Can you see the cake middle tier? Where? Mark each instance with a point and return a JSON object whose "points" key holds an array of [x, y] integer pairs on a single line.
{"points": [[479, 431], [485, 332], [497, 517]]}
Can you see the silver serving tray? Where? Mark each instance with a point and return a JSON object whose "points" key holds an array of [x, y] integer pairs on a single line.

---

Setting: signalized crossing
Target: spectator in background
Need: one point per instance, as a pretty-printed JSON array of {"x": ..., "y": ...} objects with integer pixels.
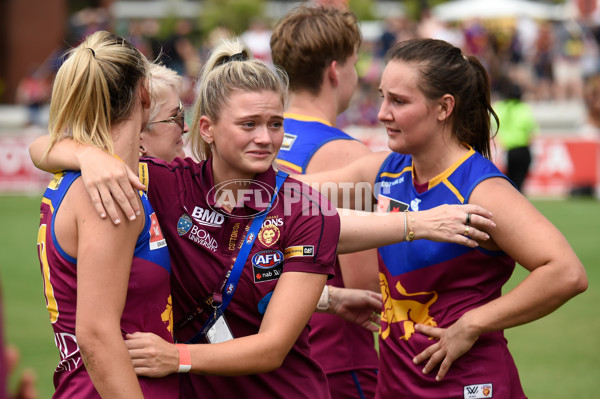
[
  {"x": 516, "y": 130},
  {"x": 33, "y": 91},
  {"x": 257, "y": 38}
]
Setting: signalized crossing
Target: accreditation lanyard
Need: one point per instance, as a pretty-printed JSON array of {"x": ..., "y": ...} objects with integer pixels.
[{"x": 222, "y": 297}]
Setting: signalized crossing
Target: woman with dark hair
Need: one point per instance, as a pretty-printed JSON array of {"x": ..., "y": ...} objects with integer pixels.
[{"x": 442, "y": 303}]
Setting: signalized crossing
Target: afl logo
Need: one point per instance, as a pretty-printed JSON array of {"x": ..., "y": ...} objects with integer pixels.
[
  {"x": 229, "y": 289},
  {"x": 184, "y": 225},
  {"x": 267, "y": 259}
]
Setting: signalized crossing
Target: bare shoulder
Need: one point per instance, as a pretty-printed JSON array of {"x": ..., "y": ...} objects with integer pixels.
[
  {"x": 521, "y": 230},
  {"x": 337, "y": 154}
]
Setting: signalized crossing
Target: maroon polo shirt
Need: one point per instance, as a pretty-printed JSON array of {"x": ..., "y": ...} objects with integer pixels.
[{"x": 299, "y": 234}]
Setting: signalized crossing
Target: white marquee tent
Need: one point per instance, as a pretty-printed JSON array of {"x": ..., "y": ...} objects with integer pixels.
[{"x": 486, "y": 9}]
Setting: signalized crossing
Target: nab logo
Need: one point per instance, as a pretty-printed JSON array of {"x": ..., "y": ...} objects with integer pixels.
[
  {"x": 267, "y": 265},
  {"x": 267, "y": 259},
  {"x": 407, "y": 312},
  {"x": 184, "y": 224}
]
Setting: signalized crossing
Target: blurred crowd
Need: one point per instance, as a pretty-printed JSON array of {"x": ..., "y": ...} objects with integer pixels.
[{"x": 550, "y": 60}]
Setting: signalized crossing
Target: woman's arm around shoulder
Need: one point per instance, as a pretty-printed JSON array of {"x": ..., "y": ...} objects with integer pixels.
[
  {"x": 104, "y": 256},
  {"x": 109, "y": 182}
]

WORK ORDER → Where the listing above reaches the line that contains "Can you see the cake", start retyping, and finish with the line that contains "Can you see the silver"; reproduce those lines exactly and no others.

SOLUTION TO THIS TASK →
Can you see the cake middle tier? Where? Mark each instance with a point and return a JSON object whose "points" key holds an array of [x, y] integer pairs on a single line.
{"points": [[479, 431], [485, 332], [497, 517]]}
Can you see the silver serving tray? Where? Mark each instance with a point and return a JSON object whose "points" key holds an array of [x, y] integer pairs on a single line.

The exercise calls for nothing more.